• [Problem description] Print every line of the records below verbatim, leaving out the pictures.

BEGIN Extracted data

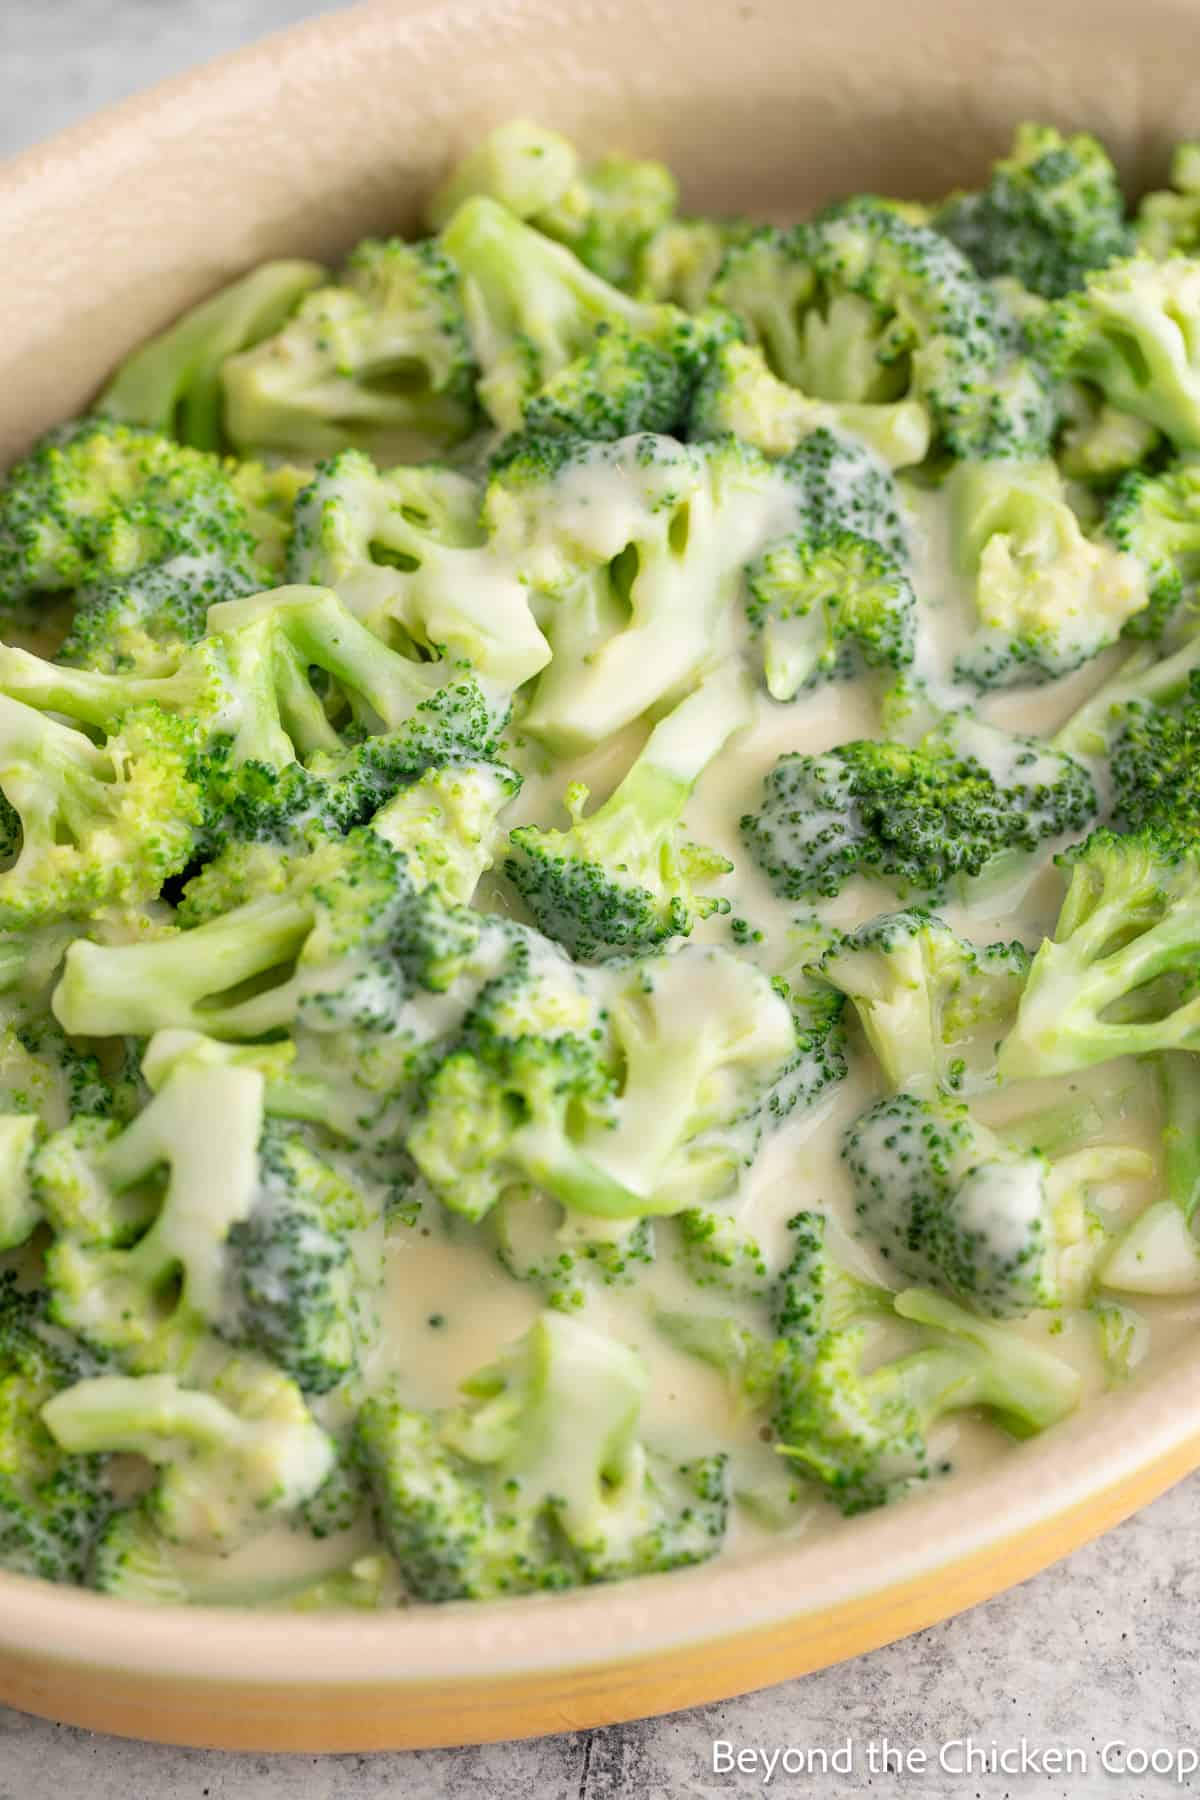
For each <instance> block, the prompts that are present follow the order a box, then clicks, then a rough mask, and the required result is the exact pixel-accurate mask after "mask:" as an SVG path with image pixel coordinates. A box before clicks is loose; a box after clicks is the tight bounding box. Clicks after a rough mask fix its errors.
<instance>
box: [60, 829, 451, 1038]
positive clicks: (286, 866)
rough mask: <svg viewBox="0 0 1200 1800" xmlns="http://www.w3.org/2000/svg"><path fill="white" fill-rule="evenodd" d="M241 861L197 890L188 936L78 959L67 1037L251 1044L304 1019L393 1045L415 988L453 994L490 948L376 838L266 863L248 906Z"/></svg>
mask: <svg viewBox="0 0 1200 1800" xmlns="http://www.w3.org/2000/svg"><path fill="white" fill-rule="evenodd" d="M230 859H232V860H230V864H228V871H230V873H232V882H230V880H227V878H225V875H227V869H225V864H223V862H221V860H218V862H216V864H210V866H209V869H205V871H203V873H201V875H200V877H198V878H196V880H194V882H193V884H189V889H187V891H185V895H184V904H182V907H180V914H178V916H180V923H182V925H184V927H185V929H184V931H178V932H175V934H173V936H167V938H162V940H157V941H149V943H130V945H99V943H90V941H86V940H83V938H81V940H77V941H76V943H74V945H72V947H70V950H68V954H67V963H65V972H63V979H61V983H59V986H58V990H56V994H54V1012H56V1015H58V1019H59V1022H61V1024H63V1026H65V1030H68V1031H72V1033H77V1035H83V1037H97V1035H106V1033H113V1031H128V1033H133V1035H149V1033H151V1031H157V1030H160V1028H166V1026H173V1028H182V1030H196V1031H210V1033H218V1035H221V1037H245V1039H250V1037H261V1035H263V1033H266V1031H275V1030H281V1028H286V1026H291V1024H293V1022H295V1021H297V1019H299V1021H302V1022H304V1024H306V1026H308V1028H309V1030H315V1031H318V1033H320V1031H324V1033H336V1031H340V1030H345V1028H356V1030H360V1031H363V1030H365V1031H372V1030H374V1031H389V1030H390V1028H392V1026H394V1022H396V1019H398V1015H399V1013H401V1008H403V1006H405V1001H407V999H408V995H410V992H412V988H414V986H421V988H426V990H430V992H441V990H444V988H446V986H448V985H452V983H453V979H455V977H457V974H459V972H461V968H462V967H464V963H466V961H468V959H470V956H471V952H473V949H475V943H477V940H479V916H477V914H473V913H468V911H466V909H464V907H453V905H452V904H450V902H446V900H443V898H441V896H439V895H437V889H435V887H426V889H425V891H421V893H419V891H417V889H416V886H414V882H412V880H410V878H408V873H407V869H405V860H403V857H401V855H399V853H398V851H396V850H392V848H390V844H387V842H385V841H383V839H381V837H378V835H376V833H374V832H371V830H369V828H363V830H356V832H351V833H349V835H347V837H344V839H320V837H318V839H315V841H313V848H309V850H304V851H300V853H297V855H291V853H288V851H277V853H273V855H264V857H261V859H257V862H255V873H257V875H259V877H261V880H263V891H259V893H257V895H254V896H252V898H248V900H245V902H241V904H232V902H234V898H236V896H237V895H239V891H243V882H245V869H246V862H245V857H243V855H241V853H239V851H237V846H234V850H232V851H230ZM270 977H273V985H268V981H270ZM246 985H250V988H248V992H246Z"/></svg>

END Extracted data

• [Completed exercise]
For each <instance> block, the prompts that are present follow the order a box, then clicks, then a rough mask, and the required result is the exact pixel-accurate mask after "mask:" as an SVG path with image pixel coordinates. A box before clicks is loose; a box after clicks is the tight bounding box. Clicks after a rough mask fix its errors.
<instance>
box: [60, 829, 451, 1038]
positive clicks: (286, 866)
rough mask: <svg viewBox="0 0 1200 1800" xmlns="http://www.w3.org/2000/svg"><path fill="white" fill-rule="evenodd" d="M241 861L197 890L188 936L78 959L67 1037L251 1044L304 1019L393 1045L415 988L453 994L490 948L376 838L266 863L248 906Z"/></svg>
mask: <svg viewBox="0 0 1200 1800" xmlns="http://www.w3.org/2000/svg"><path fill="white" fill-rule="evenodd" d="M230 859H232V860H230V864H228V871H230V873H232V882H230V880H227V878H225V875H227V869H225V864H223V862H221V860H218V862H216V864H210V866H209V869H205V871H203V873H201V875H200V877H198V878H196V880H194V882H193V884H189V889H187V891H185V895H184V904H182V907H180V914H178V916H180V923H182V925H184V927H185V929H184V931H178V932H175V934H173V936H167V938H162V940H157V941H149V943H130V945H99V943H90V941H86V940H83V938H81V940H77V941H76V943H74V945H72V947H70V950H68V954H67V963H65V972H63V979H61V983H59V986H58V990H56V994H54V1012H56V1015H58V1019H59V1022H61V1024H63V1026H65V1030H68V1031H72V1033H77V1035H83V1037H97V1035H106V1033H113V1031H128V1033H133V1035H149V1033H151V1031H157V1030H160V1028H166V1026H173V1028H182V1030H196V1031H210V1033H218V1035H221V1037H245V1039H250V1037H261V1035H263V1033H266V1031H275V1030H281V1028H286V1026H291V1024H293V1022H295V1021H297V1019H299V1021H302V1022H304V1024H306V1026H308V1028H309V1030H315V1031H318V1033H320V1031H324V1033H336V1031H340V1030H345V1028H356V1030H360V1031H363V1030H365V1031H372V1030H374V1031H389V1030H390V1028H392V1026H394V1022H396V1019H398V1015H399V1013H401V1008H403V1006H405V1001H407V999H408V995H410V992H412V988H414V986H421V988H426V990H430V992H441V990H444V988H446V986H448V985H452V983H453V979H455V977H457V974H459V972H461V968H462V967H464V963H466V961H468V959H470V956H471V952H473V949H475V943H477V940H479V916H477V914H473V913H468V911H466V909H464V907H453V905H452V904H450V902H446V900H443V898H441V896H439V895H437V889H435V887H426V889H425V891H421V893H419V891H417V889H416V886H414V882H412V880H410V878H408V873H407V869H405V860H403V857H401V855H399V853H398V851H396V850H392V848H390V844H387V842H385V841H383V839H381V837H378V835H376V833H374V832H371V830H369V828H363V830H356V832H351V833H349V835H347V837H344V839H320V837H318V839H315V841H313V848H309V850H304V851H300V853H297V855H291V853H288V851H277V853H273V855H264V857H261V859H257V862H255V873H257V875H259V877H261V880H263V891H259V893H257V895H254V896H252V898H248V900H245V902H241V904H232V902H234V898H236V896H237V895H239V891H243V882H245V869H246V862H245V857H243V855H241V853H239V851H237V846H234V850H232V851H230ZM270 977H273V985H268V981H270ZM246 985H250V988H248V992H246Z"/></svg>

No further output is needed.